WORK TO COMPLETE =
Give back exactly the lines from the one containing "[segment] green leaf" through the end of the records, including both, and no others.

STORED ROWS =
###

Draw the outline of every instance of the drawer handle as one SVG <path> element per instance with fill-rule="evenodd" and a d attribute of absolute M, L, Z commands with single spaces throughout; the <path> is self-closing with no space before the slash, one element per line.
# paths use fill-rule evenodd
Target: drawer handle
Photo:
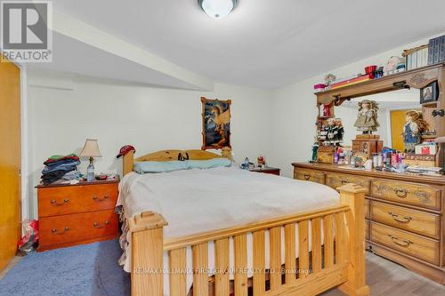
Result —
<path fill-rule="evenodd" d="M 57 205 L 57 206 L 63 205 L 65 204 L 68 204 L 69 202 L 69 199 L 68 199 L 68 198 L 65 198 L 62 203 L 58 203 L 55 199 L 52 199 L 50 201 L 51 204 Z"/>
<path fill-rule="evenodd" d="M 63 231 L 59 231 L 57 230 L 57 228 L 53 228 L 51 229 L 51 232 L 53 234 L 53 235 L 64 235 L 66 234 L 68 231 L 69 231 L 69 228 L 63 228 Z"/>
<path fill-rule="evenodd" d="M 399 222 L 407 223 L 407 222 L 409 222 L 410 220 L 413 220 L 412 217 L 400 216 L 400 215 L 396 214 L 395 212 L 388 212 L 388 213 L 391 215 L 391 217 L 392 217 L 393 220 L 395 220 L 396 221 L 399 221 Z"/>
<path fill-rule="evenodd" d="M 96 202 L 104 202 L 109 198 L 109 196 L 104 196 L 102 198 L 99 198 L 97 197 L 97 196 L 93 196 L 93 200 L 95 200 Z"/>
<path fill-rule="evenodd" d="M 414 244 L 412 241 L 410 241 L 409 239 L 400 239 L 396 236 L 388 235 L 388 236 L 391 237 L 391 239 L 392 240 L 392 243 L 399 244 L 399 245 L 401 245 L 403 247 L 408 247 L 408 246 L 409 246 L 409 244 Z"/>
<path fill-rule="evenodd" d="M 103 224 L 94 222 L 94 224 L 93 224 L 93 226 L 94 227 L 94 228 L 103 228 L 104 227 L 106 227 L 109 224 L 109 221 L 107 220 L 105 222 L 103 222 Z"/>
<path fill-rule="evenodd" d="M 348 184 L 348 183 L 353 183 L 353 182 L 352 182 L 349 179 L 342 178 L 342 185 Z"/>
<path fill-rule="evenodd" d="M 407 197 L 408 190 L 402 188 L 394 188 L 395 195 L 400 198 Z"/>

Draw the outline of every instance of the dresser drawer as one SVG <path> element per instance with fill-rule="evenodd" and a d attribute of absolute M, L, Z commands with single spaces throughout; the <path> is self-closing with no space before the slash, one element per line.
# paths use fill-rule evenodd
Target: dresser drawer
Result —
<path fill-rule="evenodd" d="M 441 217 L 401 206 L 372 202 L 372 220 L 400 229 L 439 239 Z"/>
<path fill-rule="evenodd" d="M 38 216 L 111 210 L 117 199 L 117 183 L 39 188 Z"/>
<path fill-rule="evenodd" d="M 369 206 L 369 200 L 368 198 L 365 198 L 365 218 L 369 219 L 369 212 L 370 212 L 370 206 Z"/>
<path fill-rule="evenodd" d="M 320 184 L 325 183 L 325 174 L 323 172 L 309 169 L 297 168 L 294 172 L 294 179 L 309 180 Z"/>
<path fill-rule="evenodd" d="M 365 219 L 365 239 L 369 240 L 369 220 Z"/>
<path fill-rule="evenodd" d="M 117 234 L 117 216 L 113 210 L 41 218 L 42 247 Z"/>
<path fill-rule="evenodd" d="M 369 195 L 369 180 L 363 177 L 336 172 L 328 172 L 326 174 L 326 185 L 334 189 L 347 183 L 354 183 L 363 187 L 367 190 L 365 195 Z"/>
<path fill-rule="evenodd" d="M 439 264 L 439 242 L 371 222 L 372 241 L 430 263 Z"/>
<path fill-rule="evenodd" d="M 424 208 L 441 210 L 441 189 L 417 183 L 374 180 L 372 196 Z"/>

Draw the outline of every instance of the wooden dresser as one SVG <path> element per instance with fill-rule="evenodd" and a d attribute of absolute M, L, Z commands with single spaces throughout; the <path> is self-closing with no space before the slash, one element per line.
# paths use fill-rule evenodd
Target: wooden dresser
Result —
<path fill-rule="evenodd" d="M 118 180 L 39 185 L 39 247 L 46 251 L 116 238 Z"/>
<path fill-rule="evenodd" d="M 365 237 L 371 252 L 445 284 L 445 177 L 298 163 L 294 178 L 367 189 Z"/>

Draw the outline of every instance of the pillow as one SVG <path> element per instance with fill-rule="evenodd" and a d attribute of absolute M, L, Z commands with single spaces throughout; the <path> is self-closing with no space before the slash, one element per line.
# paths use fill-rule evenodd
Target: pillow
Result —
<path fill-rule="evenodd" d="M 134 163 L 134 171 L 139 173 L 145 172 L 168 172 L 187 170 L 187 164 L 178 160 L 168 162 L 137 162 Z"/>
<path fill-rule="evenodd" d="M 231 162 L 227 158 L 214 158 L 207 160 L 186 160 L 189 169 L 212 169 L 218 166 L 231 166 Z"/>

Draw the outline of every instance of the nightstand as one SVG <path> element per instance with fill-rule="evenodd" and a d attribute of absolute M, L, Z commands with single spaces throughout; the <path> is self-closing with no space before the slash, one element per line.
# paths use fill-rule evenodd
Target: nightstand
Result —
<path fill-rule="evenodd" d="M 279 176 L 279 171 L 281 171 L 280 169 L 279 168 L 276 168 L 276 167 L 265 167 L 265 168 L 263 168 L 263 169 L 260 169 L 260 168 L 255 168 L 255 169 L 249 169 L 250 172 L 263 172 L 263 173 L 270 173 L 270 174 L 272 174 L 272 175 L 277 175 L 277 176 Z"/>
<path fill-rule="evenodd" d="M 46 251 L 117 237 L 118 180 L 39 185 L 39 247 Z"/>

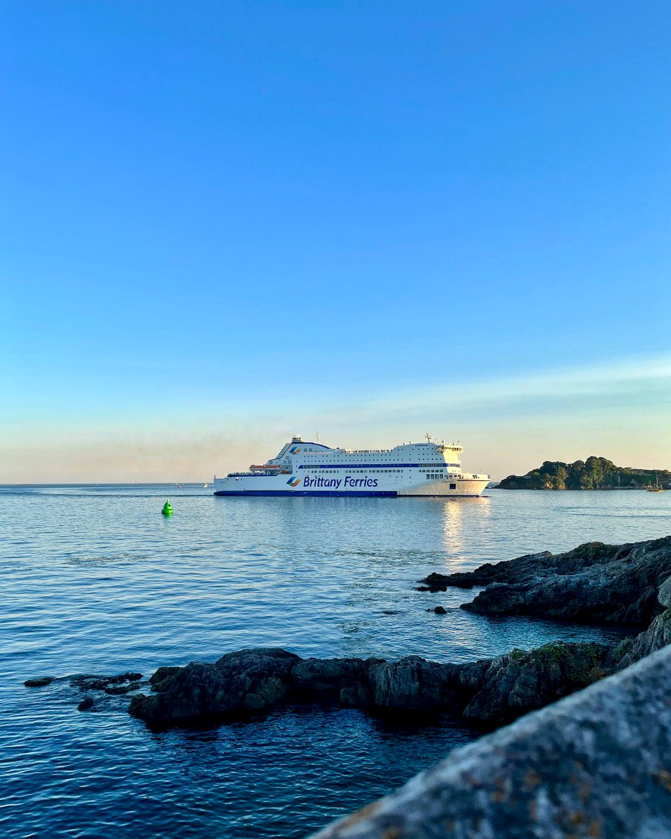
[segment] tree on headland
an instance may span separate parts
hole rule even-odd
[[[640,489],[659,478],[666,488],[671,487],[671,472],[667,469],[635,469],[617,466],[606,457],[590,455],[586,461],[564,463],[544,461],[543,466],[526,475],[509,475],[500,489]]]

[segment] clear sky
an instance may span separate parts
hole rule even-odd
[[[671,467],[671,4],[5,0],[0,482]]]

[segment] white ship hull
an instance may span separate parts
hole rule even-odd
[[[488,475],[464,472],[461,446],[408,443],[393,449],[331,449],[294,437],[277,457],[247,472],[215,477],[214,494],[230,496],[456,497],[481,495]]]

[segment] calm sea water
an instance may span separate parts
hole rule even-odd
[[[471,592],[414,590],[580,542],[671,532],[671,493],[490,491],[488,498],[216,498],[165,487],[0,487],[0,835],[301,836],[390,791],[475,733],[445,720],[287,710],[148,731],[79,713],[26,678],[300,655],[467,661],[616,629],[469,614]],[[444,616],[427,612],[438,604]]]

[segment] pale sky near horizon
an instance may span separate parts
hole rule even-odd
[[[0,9],[0,482],[671,468],[671,6]]]

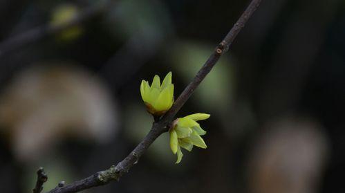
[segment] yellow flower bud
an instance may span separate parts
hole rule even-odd
[[[147,111],[153,116],[162,116],[174,103],[174,84],[171,84],[171,72],[167,73],[160,84],[160,77],[155,75],[151,86],[142,80],[140,93]]]
[[[205,149],[207,147],[201,136],[206,134],[198,120],[209,118],[209,114],[195,113],[175,120],[170,128],[170,147],[174,154],[177,154],[177,161],[179,163],[183,154],[181,147],[192,151],[193,146]]]

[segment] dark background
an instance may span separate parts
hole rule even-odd
[[[94,1],[0,0],[2,192],[30,192],[40,166],[48,191],[120,161],[153,121],[141,80],[171,71],[177,97],[249,3]],[[178,113],[212,115],[208,148],[175,165],[165,134],[119,183],[85,192],[344,192],[344,1],[263,0]]]

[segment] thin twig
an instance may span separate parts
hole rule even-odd
[[[218,45],[214,53],[199,70],[194,78],[176,100],[173,107],[159,121],[153,123],[152,128],[149,134],[147,134],[142,141],[139,143],[129,155],[116,166],[113,165],[106,170],[98,172],[82,180],[75,181],[60,188],[53,189],[48,192],[48,193],[77,192],[93,187],[103,185],[111,181],[118,181],[124,173],[127,173],[129,169],[138,162],[139,158],[153,141],[162,133],[168,130],[169,125],[177,112],[191,96],[205,77],[209,73],[220,57],[228,50],[229,46],[237,34],[244,27],[244,25],[257,10],[261,1],[261,0],[252,1],[229,33]]]
[[[36,186],[32,190],[33,193],[40,193],[43,190],[43,184],[47,181],[48,176],[43,167],[39,167],[37,172],[37,181],[36,181]]]
[[[66,24],[57,26],[44,25],[36,27],[3,40],[0,43],[0,57],[15,49],[38,42],[47,36],[61,33],[70,27],[80,24],[84,21],[92,18],[106,8],[108,2],[110,2],[110,1],[97,3],[97,5],[94,5],[90,8],[86,8]]]

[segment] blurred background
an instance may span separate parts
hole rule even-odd
[[[0,190],[44,192],[115,165],[153,121],[142,79],[177,97],[249,1],[0,0]],[[161,136],[84,192],[344,192],[345,1],[265,0],[178,113],[208,148]]]

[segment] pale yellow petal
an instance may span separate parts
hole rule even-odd
[[[193,131],[190,128],[180,127],[176,127],[175,128],[176,131],[177,136],[179,138],[184,138],[190,136],[190,134]]]
[[[153,80],[152,81],[152,84],[151,85],[151,88],[156,88],[158,90],[160,90],[160,80],[158,75],[155,75],[153,77]]]
[[[153,107],[158,111],[168,110],[171,107],[171,95],[169,87],[164,89],[159,95]]]
[[[169,73],[167,74],[167,75],[163,80],[163,82],[162,82],[162,89],[164,89],[168,86],[169,85],[171,84],[171,76],[172,76],[171,72],[169,72]]]
[[[203,140],[203,138],[198,135],[197,134],[193,132],[189,138],[191,140],[192,143],[193,143],[194,145],[197,146],[201,148],[205,149],[207,147],[206,144],[205,143],[205,141]]]
[[[195,120],[185,117],[179,118],[177,125],[181,127],[193,127],[199,126],[199,124]]]
[[[209,118],[210,116],[209,114],[205,114],[205,113],[195,113],[195,114],[192,114],[189,115],[187,116],[185,116],[185,118],[191,118],[195,121],[198,121],[199,120],[205,120]]]
[[[192,128],[196,134],[198,134],[198,135],[199,136],[203,136],[205,134],[206,134],[206,131],[205,131],[204,129],[203,129],[201,127],[193,127]]]
[[[158,98],[159,95],[160,95],[160,91],[158,89],[156,88],[151,89],[151,91],[148,94],[147,102],[151,104],[151,105],[153,106],[155,102],[157,101],[157,99]]]
[[[176,154],[178,149],[177,134],[174,129],[171,129],[169,131],[169,134],[170,134],[170,148],[171,149],[171,151],[173,151],[174,154]]]
[[[193,144],[192,143],[187,143],[182,139],[178,139],[178,145],[189,151],[193,149]]]
[[[183,154],[182,154],[182,151],[181,151],[181,147],[180,147],[180,146],[178,145],[178,147],[177,148],[177,160],[175,163],[176,163],[176,164],[179,163],[181,161],[183,156]]]
[[[140,84],[140,93],[142,100],[147,102],[147,98],[149,97],[149,93],[150,89],[149,83],[145,80],[142,80]]]

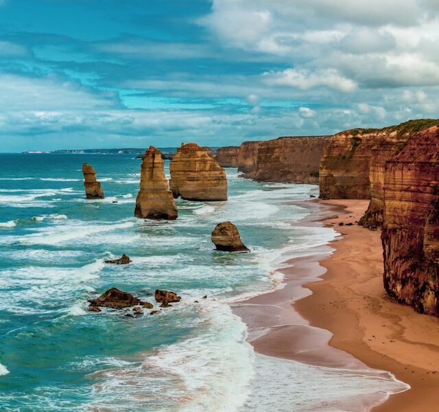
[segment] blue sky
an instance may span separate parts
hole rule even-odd
[[[0,0],[0,151],[438,117],[436,0]]]

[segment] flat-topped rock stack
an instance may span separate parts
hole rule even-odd
[[[169,187],[174,196],[189,201],[226,201],[224,170],[207,148],[196,143],[182,144],[171,161]]]
[[[84,163],[82,174],[86,197],[88,199],[103,199],[104,190],[101,183],[96,180],[96,172],[93,167],[88,163]]]
[[[153,146],[143,156],[134,216],[146,219],[177,218],[177,207],[165,176],[165,163],[161,151]]]
[[[320,160],[330,139],[331,136],[292,136],[261,141],[256,165],[246,177],[258,181],[318,183]]]

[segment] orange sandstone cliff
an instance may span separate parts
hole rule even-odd
[[[320,162],[319,183],[324,199],[368,199],[375,129],[354,129],[333,136]]]
[[[372,149],[369,170],[370,203],[359,224],[366,227],[383,225],[384,208],[384,175],[386,162],[401,151],[412,136],[433,126],[439,126],[435,119],[410,120],[398,126],[379,130],[377,144]]]
[[[93,167],[88,163],[84,163],[82,173],[86,197],[88,199],[103,199],[104,190],[101,183],[96,180],[96,172]]]
[[[251,173],[256,170],[259,141],[244,141],[238,152],[238,172]]]
[[[320,159],[330,139],[298,136],[261,141],[256,168],[246,176],[259,181],[318,183]]]
[[[169,186],[174,197],[189,201],[226,201],[224,170],[196,143],[182,144],[169,166]]]
[[[220,148],[215,157],[222,168],[237,168],[239,146]]]
[[[384,286],[439,316],[439,129],[412,136],[384,172]]]
[[[141,170],[140,190],[136,198],[134,216],[147,219],[177,218],[177,208],[165,177],[164,162],[158,149],[145,152]]]

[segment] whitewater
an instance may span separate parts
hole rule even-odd
[[[133,216],[132,157],[0,154],[2,411],[340,411],[348,398],[402,389],[388,376],[259,355],[229,306],[281,288],[283,262],[337,236],[298,225],[309,211],[294,202],[318,187],[228,169],[227,202],[179,199],[176,220],[144,221]],[[84,198],[84,162],[104,201]],[[250,253],[213,250],[211,232],[224,220]],[[123,253],[130,265],[104,263]],[[88,299],[112,286],[153,303],[156,288],[171,290],[182,301],[137,318],[88,312]]]

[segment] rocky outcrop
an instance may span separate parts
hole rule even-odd
[[[386,162],[404,148],[414,133],[436,124],[439,124],[439,122],[429,119],[410,120],[372,133],[375,143],[372,148],[369,168],[370,202],[359,225],[369,228],[382,227]]]
[[[110,259],[104,260],[104,263],[109,263],[111,264],[128,264],[131,263],[132,260],[125,253],[122,255],[119,259]]]
[[[320,160],[330,139],[298,136],[261,141],[256,168],[246,177],[258,181],[317,184]]]
[[[182,144],[170,165],[169,187],[174,197],[188,201],[226,201],[224,170],[196,143]]]
[[[244,141],[238,152],[238,172],[251,173],[256,170],[258,161],[259,141]]]
[[[217,251],[224,252],[248,252],[239,236],[238,229],[231,222],[218,223],[213,229],[212,242]]]
[[[237,168],[239,146],[227,146],[217,150],[215,160],[222,168]]]
[[[412,135],[384,171],[384,286],[439,316],[439,129]]]
[[[93,166],[88,163],[84,163],[82,173],[86,197],[88,199],[103,199],[104,190],[102,190],[101,183],[96,180],[96,172]]]
[[[353,129],[334,135],[320,162],[320,198],[371,198],[361,223],[381,225],[385,162],[413,133],[434,126],[436,122],[412,120],[382,129]]]
[[[165,177],[164,164],[158,149],[150,146],[145,152],[141,170],[140,190],[136,198],[136,217],[177,218],[177,207]]]
[[[375,129],[355,129],[333,136],[320,162],[320,198],[369,198],[369,170],[377,133]]]
[[[102,293],[97,299],[91,299],[88,301],[90,302],[90,308],[101,306],[114,309],[121,309],[134,305],[143,304],[141,300],[134,297],[131,293],[123,292],[116,288],[111,288]],[[95,310],[90,310],[97,312]]]
[[[161,306],[162,308],[167,308],[170,303],[179,302],[181,300],[181,297],[177,296],[177,294],[174,292],[161,290],[159,289],[156,290],[154,297],[156,302],[161,303]]]

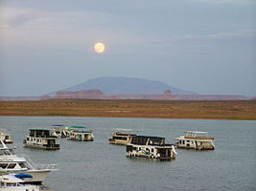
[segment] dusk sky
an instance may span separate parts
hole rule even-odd
[[[100,76],[256,96],[256,1],[0,0],[0,96]]]

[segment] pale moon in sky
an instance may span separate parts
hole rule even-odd
[[[94,45],[94,51],[98,53],[102,53],[105,52],[105,45],[101,42],[98,42]]]

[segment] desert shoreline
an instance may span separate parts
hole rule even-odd
[[[256,120],[256,100],[49,99],[0,101],[0,117]]]

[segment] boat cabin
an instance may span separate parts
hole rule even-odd
[[[11,139],[11,136],[6,129],[0,129],[0,139],[3,140],[6,144],[13,142],[12,139]]]
[[[93,130],[86,130],[84,126],[71,126],[68,139],[78,141],[93,141]]]
[[[55,136],[57,136],[58,138],[66,138],[67,134],[66,134],[66,127],[64,125],[53,125],[53,129],[52,132]]]
[[[127,145],[127,156],[129,158],[171,160],[175,159],[175,155],[174,144],[166,144],[165,138],[135,136]]]
[[[138,132],[132,129],[114,129],[112,138],[108,138],[109,144],[127,145],[131,137],[137,136]]]
[[[59,149],[59,138],[47,129],[30,129],[30,135],[25,137],[23,143],[25,147]]]
[[[214,138],[208,138],[207,132],[186,131],[184,136],[175,138],[177,148],[195,150],[214,150]]]
[[[21,176],[22,175],[22,176]],[[0,190],[2,191],[40,191],[40,187],[33,184],[25,184],[25,180],[22,178],[30,178],[29,175],[2,175],[0,176]]]

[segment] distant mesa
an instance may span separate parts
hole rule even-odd
[[[81,90],[101,90],[105,95],[162,95],[166,90],[172,91],[173,95],[197,95],[195,92],[171,87],[162,81],[116,76],[93,78],[62,91],[76,92]]]
[[[103,96],[100,90],[81,90],[76,92],[58,91],[54,98],[94,98]]]
[[[166,90],[165,92],[164,92],[164,95],[171,95],[171,90],[169,89],[169,90]]]
[[[42,96],[0,96],[0,100],[81,99],[155,99],[155,100],[247,100],[252,97],[230,95],[198,95],[171,87],[162,81],[132,77],[93,78]],[[253,98],[255,100],[255,97]]]

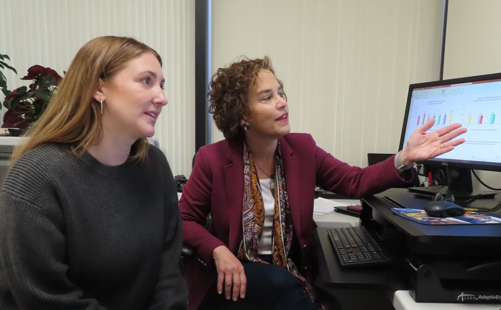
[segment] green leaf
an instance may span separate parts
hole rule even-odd
[[[7,81],[2,76],[0,76],[0,88],[5,89],[7,88]]]
[[[47,88],[35,89],[35,93],[37,94],[40,99],[44,101],[49,101],[49,100],[51,100],[51,97],[52,94],[51,91]]]
[[[26,86],[21,86],[21,87],[18,87],[16,89],[16,92],[17,92],[18,94],[20,94],[21,93],[25,93],[26,92],[26,91],[28,90],[28,88]]]
[[[7,109],[10,109],[11,106],[12,105],[12,100],[13,99],[10,99],[9,100],[4,101],[4,106],[7,108]]]

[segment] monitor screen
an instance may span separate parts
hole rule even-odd
[[[430,131],[461,123],[468,131],[465,143],[424,164],[501,171],[501,73],[411,84],[400,149],[431,118]]]

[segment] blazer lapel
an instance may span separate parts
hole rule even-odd
[[[243,141],[232,140],[228,151],[228,164],[223,167],[227,200],[227,218],[229,227],[228,247],[237,250],[242,233],[242,195],[243,195]]]
[[[292,221],[294,231],[298,235],[301,232],[301,182],[300,175],[301,161],[294,156],[294,150],[287,141],[283,137],[280,138],[281,152],[284,170],[285,172],[285,183],[287,188],[289,208],[292,215]]]

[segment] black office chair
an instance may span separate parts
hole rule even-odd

###

OUTPUT FOR THIS TASK =
[segment] green leaf
an instance may span separate parts
hole rule even-odd
[[[7,81],[2,76],[0,76],[0,88],[5,89],[7,88]]]
[[[47,88],[35,89],[35,93],[37,94],[40,99],[44,101],[49,101],[49,100],[51,100],[51,97],[52,94],[51,91]]]
[[[26,86],[21,86],[21,87],[18,87],[16,89],[16,92],[17,92],[18,94],[20,94],[21,93],[25,93],[26,92],[26,91],[28,90],[28,88]]]
[[[7,109],[10,109],[11,106],[12,105],[12,100],[13,99],[10,99],[9,100],[4,101],[4,106],[7,108]]]

[segment] monitor screen
an instance may span separate parts
hole rule even-odd
[[[430,131],[461,123],[468,131],[465,143],[424,164],[501,171],[501,73],[411,84],[400,149],[431,118]]]

[segment] blazer lapel
an instance may span separate parts
hole rule even-odd
[[[243,141],[232,140],[228,151],[228,164],[223,167],[227,200],[227,218],[229,227],[228,247],[237,250],[242,233],[242,195],[243,195]]]
[[[292,221],[294,231],[298,235],[301,232],[301,182],[300,175],[301,161],[294,156],[294,150],[287,141],[283,137],[280,138],[281,152],[284,170],[285,172],[285,183],[287,188],[289,208],[292,215]]]

[segment] black office chair
an instance may span separate parts
hole rule even-odd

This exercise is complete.